§ **Stated problem**
Each record below is to be reproduced without any change.

(Stored items)
'''

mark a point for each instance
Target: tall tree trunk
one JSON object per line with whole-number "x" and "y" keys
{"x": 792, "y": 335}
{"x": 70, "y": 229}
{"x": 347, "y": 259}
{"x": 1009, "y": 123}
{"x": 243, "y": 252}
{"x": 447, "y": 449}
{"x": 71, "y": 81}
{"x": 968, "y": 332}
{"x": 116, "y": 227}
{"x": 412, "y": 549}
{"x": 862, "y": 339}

'''

§ **Answer to the exercise**
mark a point for each instance
Target: tall tree trunk
one JSON object per line with whole-number "x" and "y" keys
{"x": 792, "y": 335}
{"x": 70, "y": 229}
{"x": 347, "y": 259}
{"x": 1009, "y": 123}
{"x": 243, "y": 252}
{"x": 447, "y": 449}
{"x": 71, "y": 81}
{"x": 968, "y": 332}
{"x": 116, "y": 227}
{"x": 412, "y": 549}
{"x": 862, "y": 339}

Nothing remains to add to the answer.